◆ WHAT IS EXPECTED
Exactly as they appear, restate the lines of the material, from the first through the one containing "Target: black jacket".

--------------------------------

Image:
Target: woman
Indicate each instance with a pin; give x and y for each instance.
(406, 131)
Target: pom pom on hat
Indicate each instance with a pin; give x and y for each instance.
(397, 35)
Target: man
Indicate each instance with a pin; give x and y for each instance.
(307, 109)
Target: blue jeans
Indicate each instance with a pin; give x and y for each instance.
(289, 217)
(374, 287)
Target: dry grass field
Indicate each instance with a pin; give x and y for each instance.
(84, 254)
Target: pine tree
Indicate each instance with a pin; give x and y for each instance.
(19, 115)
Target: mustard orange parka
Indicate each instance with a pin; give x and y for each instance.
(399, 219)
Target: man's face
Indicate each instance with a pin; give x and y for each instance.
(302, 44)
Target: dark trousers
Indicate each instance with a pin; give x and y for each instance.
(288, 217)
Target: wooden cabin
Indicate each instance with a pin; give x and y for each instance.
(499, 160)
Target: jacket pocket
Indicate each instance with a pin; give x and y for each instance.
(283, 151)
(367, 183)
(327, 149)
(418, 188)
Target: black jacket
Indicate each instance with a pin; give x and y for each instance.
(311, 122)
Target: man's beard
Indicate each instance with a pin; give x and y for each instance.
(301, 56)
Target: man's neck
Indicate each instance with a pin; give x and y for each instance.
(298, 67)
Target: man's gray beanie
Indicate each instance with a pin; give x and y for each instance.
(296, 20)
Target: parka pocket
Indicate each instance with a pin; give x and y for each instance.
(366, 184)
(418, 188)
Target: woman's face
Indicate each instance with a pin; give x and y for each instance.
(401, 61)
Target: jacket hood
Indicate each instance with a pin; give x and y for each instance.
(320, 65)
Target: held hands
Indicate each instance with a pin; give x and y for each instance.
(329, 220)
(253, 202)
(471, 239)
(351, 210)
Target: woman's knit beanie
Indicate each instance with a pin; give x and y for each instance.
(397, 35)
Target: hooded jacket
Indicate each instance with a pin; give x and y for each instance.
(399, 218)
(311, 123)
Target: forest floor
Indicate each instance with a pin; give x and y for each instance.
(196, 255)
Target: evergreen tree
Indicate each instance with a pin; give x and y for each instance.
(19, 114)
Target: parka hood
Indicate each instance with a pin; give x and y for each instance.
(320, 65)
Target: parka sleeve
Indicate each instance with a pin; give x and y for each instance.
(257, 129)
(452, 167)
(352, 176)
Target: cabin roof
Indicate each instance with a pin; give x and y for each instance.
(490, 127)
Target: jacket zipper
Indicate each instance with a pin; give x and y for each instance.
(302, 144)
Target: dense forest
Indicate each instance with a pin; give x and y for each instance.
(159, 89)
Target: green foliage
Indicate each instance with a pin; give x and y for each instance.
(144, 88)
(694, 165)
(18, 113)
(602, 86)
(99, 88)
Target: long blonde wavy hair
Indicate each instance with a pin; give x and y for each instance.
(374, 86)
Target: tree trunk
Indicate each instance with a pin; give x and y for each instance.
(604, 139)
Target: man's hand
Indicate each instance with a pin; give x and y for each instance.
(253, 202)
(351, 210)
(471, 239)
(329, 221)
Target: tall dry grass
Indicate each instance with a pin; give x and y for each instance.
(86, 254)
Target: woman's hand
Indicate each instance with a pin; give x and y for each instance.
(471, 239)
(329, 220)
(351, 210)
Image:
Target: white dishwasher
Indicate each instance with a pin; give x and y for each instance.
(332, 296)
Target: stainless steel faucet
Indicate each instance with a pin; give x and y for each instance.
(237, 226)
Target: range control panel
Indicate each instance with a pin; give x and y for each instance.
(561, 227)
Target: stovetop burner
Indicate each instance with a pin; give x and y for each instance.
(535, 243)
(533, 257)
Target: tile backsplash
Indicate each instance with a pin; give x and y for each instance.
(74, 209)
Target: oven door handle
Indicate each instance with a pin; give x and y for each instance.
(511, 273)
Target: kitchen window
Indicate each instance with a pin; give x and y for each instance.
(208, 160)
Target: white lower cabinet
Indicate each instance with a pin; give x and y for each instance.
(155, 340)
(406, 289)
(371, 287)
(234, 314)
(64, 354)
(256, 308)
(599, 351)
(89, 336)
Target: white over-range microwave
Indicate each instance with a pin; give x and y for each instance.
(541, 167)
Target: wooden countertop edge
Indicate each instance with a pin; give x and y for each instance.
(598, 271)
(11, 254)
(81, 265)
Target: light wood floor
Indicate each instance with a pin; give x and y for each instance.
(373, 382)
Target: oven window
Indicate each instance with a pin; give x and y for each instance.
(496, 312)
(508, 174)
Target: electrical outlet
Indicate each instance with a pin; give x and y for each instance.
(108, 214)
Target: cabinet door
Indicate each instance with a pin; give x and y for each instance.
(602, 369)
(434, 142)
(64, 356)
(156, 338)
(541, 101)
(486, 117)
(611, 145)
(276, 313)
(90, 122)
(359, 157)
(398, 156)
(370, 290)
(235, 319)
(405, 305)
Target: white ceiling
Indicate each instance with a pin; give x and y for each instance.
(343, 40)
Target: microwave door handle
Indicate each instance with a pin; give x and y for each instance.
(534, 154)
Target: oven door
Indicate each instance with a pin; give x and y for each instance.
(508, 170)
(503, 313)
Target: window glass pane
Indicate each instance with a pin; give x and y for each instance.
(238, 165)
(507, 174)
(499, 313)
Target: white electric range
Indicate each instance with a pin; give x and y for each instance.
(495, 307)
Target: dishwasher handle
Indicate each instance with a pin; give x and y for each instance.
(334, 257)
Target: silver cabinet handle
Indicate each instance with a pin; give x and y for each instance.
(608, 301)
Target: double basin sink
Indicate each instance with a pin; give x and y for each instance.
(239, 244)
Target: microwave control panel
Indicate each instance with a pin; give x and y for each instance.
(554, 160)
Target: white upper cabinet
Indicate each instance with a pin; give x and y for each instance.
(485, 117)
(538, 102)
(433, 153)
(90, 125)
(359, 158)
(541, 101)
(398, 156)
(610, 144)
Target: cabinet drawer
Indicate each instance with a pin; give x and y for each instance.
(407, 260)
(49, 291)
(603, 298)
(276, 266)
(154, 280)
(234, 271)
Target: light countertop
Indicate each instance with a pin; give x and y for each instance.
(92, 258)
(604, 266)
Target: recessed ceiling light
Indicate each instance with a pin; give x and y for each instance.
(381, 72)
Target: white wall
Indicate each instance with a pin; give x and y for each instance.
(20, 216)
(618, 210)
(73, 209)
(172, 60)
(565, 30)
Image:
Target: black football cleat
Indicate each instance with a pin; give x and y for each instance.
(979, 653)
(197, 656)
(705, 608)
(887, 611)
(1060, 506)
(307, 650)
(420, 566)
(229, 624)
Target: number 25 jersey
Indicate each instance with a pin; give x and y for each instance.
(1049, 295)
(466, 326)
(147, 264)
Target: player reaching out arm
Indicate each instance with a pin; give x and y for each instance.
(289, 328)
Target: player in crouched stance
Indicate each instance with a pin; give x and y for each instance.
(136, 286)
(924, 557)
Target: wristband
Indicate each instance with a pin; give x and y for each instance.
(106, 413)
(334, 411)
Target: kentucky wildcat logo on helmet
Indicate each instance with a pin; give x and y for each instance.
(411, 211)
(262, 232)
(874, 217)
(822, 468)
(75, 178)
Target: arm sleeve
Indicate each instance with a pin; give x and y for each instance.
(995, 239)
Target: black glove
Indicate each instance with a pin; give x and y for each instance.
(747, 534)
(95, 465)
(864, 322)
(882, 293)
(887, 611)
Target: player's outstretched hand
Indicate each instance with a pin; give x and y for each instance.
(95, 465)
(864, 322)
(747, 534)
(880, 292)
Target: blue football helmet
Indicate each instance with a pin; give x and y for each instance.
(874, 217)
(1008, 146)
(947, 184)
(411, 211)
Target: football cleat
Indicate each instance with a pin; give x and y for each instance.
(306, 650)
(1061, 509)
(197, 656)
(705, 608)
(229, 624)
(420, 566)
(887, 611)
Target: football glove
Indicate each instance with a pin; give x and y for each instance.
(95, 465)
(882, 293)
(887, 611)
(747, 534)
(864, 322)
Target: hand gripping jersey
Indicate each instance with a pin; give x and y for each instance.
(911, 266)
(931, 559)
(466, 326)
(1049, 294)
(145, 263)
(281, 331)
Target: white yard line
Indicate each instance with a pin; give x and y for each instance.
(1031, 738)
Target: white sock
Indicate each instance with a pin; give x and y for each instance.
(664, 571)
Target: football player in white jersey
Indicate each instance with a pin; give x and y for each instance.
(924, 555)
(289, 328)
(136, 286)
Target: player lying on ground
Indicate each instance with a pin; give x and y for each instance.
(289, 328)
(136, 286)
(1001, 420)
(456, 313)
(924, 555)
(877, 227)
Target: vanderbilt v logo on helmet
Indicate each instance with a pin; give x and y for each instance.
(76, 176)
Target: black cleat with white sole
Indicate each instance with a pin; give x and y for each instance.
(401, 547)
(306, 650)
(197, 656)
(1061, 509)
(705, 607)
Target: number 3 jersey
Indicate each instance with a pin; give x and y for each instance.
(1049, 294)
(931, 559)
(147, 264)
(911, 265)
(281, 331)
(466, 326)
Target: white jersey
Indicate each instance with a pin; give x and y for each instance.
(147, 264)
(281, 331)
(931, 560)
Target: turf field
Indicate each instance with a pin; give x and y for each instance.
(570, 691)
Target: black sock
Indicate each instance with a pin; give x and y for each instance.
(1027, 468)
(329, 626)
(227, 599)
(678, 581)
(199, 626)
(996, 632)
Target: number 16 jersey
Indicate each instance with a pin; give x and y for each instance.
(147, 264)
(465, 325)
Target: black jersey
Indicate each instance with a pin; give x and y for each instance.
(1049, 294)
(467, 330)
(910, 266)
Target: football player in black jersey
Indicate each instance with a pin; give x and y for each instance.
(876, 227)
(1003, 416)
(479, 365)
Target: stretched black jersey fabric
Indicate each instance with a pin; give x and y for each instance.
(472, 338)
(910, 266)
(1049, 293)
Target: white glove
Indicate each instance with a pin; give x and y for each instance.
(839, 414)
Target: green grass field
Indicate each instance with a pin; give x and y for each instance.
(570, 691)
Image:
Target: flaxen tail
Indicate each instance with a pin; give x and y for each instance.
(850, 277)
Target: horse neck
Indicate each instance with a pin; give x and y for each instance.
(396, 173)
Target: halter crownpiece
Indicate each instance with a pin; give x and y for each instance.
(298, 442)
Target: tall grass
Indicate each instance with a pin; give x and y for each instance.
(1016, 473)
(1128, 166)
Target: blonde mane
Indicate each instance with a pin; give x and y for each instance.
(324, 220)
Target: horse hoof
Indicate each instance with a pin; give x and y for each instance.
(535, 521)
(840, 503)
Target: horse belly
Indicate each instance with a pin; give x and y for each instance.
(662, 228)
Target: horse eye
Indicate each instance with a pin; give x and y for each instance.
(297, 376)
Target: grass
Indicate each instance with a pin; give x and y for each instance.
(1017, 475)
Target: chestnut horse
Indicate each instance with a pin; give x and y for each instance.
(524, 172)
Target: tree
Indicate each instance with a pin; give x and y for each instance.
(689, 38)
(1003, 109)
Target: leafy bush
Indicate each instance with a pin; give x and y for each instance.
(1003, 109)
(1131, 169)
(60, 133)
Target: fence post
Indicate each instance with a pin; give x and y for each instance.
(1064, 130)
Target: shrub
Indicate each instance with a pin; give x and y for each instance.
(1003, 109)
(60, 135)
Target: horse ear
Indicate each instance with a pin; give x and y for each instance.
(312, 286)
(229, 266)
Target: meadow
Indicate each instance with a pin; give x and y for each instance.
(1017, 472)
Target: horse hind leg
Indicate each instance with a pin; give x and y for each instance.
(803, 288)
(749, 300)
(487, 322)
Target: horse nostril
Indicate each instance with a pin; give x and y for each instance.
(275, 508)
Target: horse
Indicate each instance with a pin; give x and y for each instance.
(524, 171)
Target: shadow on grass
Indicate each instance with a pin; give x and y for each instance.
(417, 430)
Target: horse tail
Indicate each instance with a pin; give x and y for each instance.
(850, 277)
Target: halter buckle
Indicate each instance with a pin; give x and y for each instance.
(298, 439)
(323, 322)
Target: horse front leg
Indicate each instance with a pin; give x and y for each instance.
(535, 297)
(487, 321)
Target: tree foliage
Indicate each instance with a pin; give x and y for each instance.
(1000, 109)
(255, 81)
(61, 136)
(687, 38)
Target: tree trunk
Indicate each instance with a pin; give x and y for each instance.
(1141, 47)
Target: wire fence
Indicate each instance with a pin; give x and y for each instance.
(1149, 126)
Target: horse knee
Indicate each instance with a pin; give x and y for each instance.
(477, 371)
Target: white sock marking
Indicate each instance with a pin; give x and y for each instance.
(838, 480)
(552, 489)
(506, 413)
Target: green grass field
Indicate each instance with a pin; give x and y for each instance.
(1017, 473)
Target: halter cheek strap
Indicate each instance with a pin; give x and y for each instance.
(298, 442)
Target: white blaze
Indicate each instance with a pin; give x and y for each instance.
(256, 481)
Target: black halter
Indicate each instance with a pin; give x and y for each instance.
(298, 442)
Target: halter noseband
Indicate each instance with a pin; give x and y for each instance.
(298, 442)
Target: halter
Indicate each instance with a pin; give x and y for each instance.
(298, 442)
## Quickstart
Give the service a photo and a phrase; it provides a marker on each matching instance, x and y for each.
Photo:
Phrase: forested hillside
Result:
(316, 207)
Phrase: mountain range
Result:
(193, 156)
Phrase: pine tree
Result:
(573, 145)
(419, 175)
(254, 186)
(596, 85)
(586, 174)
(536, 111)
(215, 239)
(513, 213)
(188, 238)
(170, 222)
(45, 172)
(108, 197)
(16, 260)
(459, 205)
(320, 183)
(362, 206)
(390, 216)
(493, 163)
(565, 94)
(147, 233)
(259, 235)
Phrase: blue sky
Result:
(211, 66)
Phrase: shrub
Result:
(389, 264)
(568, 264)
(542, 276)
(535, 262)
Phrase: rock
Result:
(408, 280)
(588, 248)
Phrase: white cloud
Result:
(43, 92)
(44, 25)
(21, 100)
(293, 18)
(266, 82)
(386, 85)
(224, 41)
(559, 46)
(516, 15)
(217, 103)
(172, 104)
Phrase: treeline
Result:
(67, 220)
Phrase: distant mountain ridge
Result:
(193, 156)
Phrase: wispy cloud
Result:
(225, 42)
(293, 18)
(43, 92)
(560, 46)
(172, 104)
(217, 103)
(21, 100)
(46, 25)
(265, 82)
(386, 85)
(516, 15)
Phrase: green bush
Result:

--------------------------------

◆ ANSWER TO THE PROBLEM
Image:
Target: woman
Indicate each instance with a pin; give x and y for each instance.
(406, 131)
Target: pom pom on hat
Indicate each instance with a pin; give x and y for each instance.
(397, 35)
Target: man
Indicate each instance with a pin; give x and y for each instance.
(307, 109)
Target: blue jeans
Indicate each instance with a pin; give x and y for each instance.
(289, 217)
(374, 287)
Target: dry grass field
Indicate each instance with a pin; give x and y for each instance.
(84, 254)
Target: pine tree
Indicate each instance with a pin; give x and y for each instance.
(19, 115)
Target: mustard orange parka
Indicate each instance with a pin; give x and y for each instance.
(399, 219)
Target: man's face
Indicate each instance with a pin; give x and y for each instance.
(302, 44)
Target: dark trousers
Indicate each instance with a pin; give x and y for each instance.
(288, 217)
Target: wooden cabin
Indicate each instance with a pin; give x and y for each instance.
(499, 160)
Target: jacket pocket
Indicate each instance with a pin; give x and y for each instance.
(283, 151)
(367, 183)
(327, 149)
(418, 188)
Target: black jacket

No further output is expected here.